## What you will do
Report how many lines in the rows below contain the string "utility", counting a match only when the case is the same. Give the number alone.

--- start of Provided material ---

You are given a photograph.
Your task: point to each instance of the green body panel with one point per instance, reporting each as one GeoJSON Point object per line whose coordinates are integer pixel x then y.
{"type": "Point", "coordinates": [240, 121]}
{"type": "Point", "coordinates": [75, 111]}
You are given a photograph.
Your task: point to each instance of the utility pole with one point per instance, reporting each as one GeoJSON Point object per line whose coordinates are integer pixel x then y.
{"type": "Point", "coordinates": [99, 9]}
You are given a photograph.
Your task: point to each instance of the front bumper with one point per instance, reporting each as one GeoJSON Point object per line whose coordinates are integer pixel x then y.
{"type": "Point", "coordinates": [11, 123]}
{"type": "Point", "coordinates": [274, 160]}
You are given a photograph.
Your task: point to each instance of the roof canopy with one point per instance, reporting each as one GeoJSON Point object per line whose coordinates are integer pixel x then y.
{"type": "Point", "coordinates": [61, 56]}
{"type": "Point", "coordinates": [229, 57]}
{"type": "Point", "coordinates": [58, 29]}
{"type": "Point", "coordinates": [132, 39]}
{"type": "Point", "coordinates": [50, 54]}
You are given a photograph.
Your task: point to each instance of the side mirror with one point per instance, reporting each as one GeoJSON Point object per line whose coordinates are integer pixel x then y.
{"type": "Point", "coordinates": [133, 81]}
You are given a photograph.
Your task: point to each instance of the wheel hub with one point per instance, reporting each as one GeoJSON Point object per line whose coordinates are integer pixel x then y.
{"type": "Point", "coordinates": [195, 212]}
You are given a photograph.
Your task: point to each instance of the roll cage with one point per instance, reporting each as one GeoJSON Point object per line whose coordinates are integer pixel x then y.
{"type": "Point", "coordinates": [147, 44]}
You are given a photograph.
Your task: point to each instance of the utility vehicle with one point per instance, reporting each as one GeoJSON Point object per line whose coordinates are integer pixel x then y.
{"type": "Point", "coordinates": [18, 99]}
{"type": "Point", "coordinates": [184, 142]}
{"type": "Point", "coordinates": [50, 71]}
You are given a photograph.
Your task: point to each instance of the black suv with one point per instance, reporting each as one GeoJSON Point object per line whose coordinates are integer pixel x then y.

--- end of Provided material ---

## Answer to this task
2